REQUIREMENTS
Reproduce the lines of every record below word for word, omitting the pictures.

Collection entries
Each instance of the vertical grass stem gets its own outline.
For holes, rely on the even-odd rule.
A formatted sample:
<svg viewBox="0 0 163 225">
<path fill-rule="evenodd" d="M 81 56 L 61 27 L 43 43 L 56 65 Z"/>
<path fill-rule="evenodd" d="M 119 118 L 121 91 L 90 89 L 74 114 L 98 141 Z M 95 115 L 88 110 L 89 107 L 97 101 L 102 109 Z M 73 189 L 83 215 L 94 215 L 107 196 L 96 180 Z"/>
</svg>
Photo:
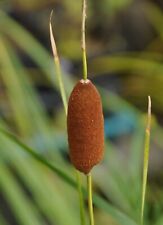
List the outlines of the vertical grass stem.
<svg viewBox="0 0 163 225">
<path fill-rule="evenodd" d="M 87 189 L 88 189 L 88 208 L 90 216 L 90 225 L 94 225 L 94 213 L 93 213 L 93 202 L 92 202 L 92 176 L 91 173 L 87 175 Z"/>
<path fill-rule="evenodd" d="M 141 225 L 143 225 L 143 220 L 144 220 L 144 205 L 145 205 L 148 164 L 149 164 L 150 130 L 151 130 L 151 98 L 150 96 L 148 96 L 148 117 L 147 117 L 146 131 L 145 131 L 143 183 L 142 183 L 142 199 L 141 199 L 141 214 L 140 214 Z"/>
<path fill-rule="evenodd" d="M 64 105 L 64 111 L 67 116 L 66 92 L 65 92 L 65 88 L 64 88 L 64 84 L 63 84 L 63 80 L 62 80 L 61 65 L 60 65 L 60 60 L 58 57 L 57 47 L 56 47 L 53 30 L 52 30 L 52 25 L 51 25 L 52 14 L 53 14 L 53 11 L 51 12 L 50 23 L 49 23 L 50 41 L 51 41 L 51 46 L 52 46 L 52 51 L 53 51 L 53 56 L 54 56 L 56 75 L 58 78 L 60 93 L 61 93 L 61 97 L 62 97 L 62 101 L 63 101 L 63 105 Z M 82 193 L 82 188 L 81 188 L 80 174 L 76 169 L 75 169 L 75 173 L 76 173 L 76 180 L 77 180 L 77 185 L 78 185 L 78 195 L 79 195 L 79 204 L 80 204 L 80 221 L 81 221 L 81 225 L 85 225 L 84 198 L 83 198 L 83 193 Z"/>
<path fill-rule="evenodd" d="M 82 7 L 82 54 L 83 54 L 83 79 L 87 79 L 87 53 L 86 53 L 86 41 L 85 41 L 85 22 L 86 22 L 86 10 L 87 10 L 87 0 L 83 0 Z"/>
</svg>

TASK ANSWER
Each instance of the vertical grass stem gets its own outline.
For holes, rely on the even-odd rule.
A formatted sample:
<svg viewBox="0 0 163 225">
<path fill-rule="evenodd" d="M 81 56 L 61 27 L 43 43 L 56 65 Z"/>
<path fill-rule="evenodd" d="M 119 118 L 121 91 L 90 89 L 74 114 L 98 141 Z M 95 115 L 88 110 L 89 107 L 97 101 L 102 109 Z M 73 189 L 83 215 L 94 215 L 107 196 L 96 180 Z"/>
</svg>
Photo:
List the outlines of the vertical grass stem.
<svg viewBox="0 0 163 225">
<path fill-rule="evenodd" d="M 87 189 L 88 189 L 88 208 L 90 216 L 90 225 L 94 225 L 94 213 L 93 213 L 93 202 L 92 202 L 92 176 L 91 173 L 87 175 Z"/>
<path fill-rule="evenodd" d="M 141 225 L 143 225 L 143 220 L 144 220 L 144 205 L 145 205 L 148 164 L 149 164 L 150 130 L 151 130 L 151 98 L 150 96 L 148 96 L 148 117 L 147 117 L 146 131 L 145 131 L 143 183 L 142 183 L 142 199 L 141 199 L 141 214 L 140 214 Z"/>
<path fill-rule="evenodd" d="M 64 105 L 64 111 L 67 116 L 66 92 L 65 92 L 65 88 L 64 88 L 64 84 L 63 84 L 63 80 L 62 80 L 61 65 L 60 65 L 60 60 L 58 57 L 57 47 L 56 47 L 53 30 L 52 30 L 52 25 L 51 25 L 52 14 L 53 14 L 53 11 L 51 12 L 50 23 L 49 23 L 50 41 L 51 41 L 51 46 L 52 46 L 52 51 L 53 51 L 53 56 L 54 56 L 56 75 L 58 78 L 60 93 L 61 93 L 61 97 L 62 97 L 62 101 L 63 101 L 63 105 Z M 82 193 L 82 188 L 81 188 L 80 174 L 76 169 L 75 169 L 75 173 L 76 173 L 76 180 L 77 180 L 77 185 L 78 185 L 78 195 L 79 195 L 79 204 L 80 204 L 80 221 L 81 221 L 81 225 L 85 225 L 84 198 L 83 198 L 83 193 Z"/>
<path fill-rule="evenodd" d="M 82 7 L 82 54 L 83 54 L 83 79 L 87 79 L 87 53 L 86 53 L 86 41 L 85 41 L 85 22 L 86 22 L 86 10 L 87 10 L 87 0 L 83 0 Z"/>
</svg>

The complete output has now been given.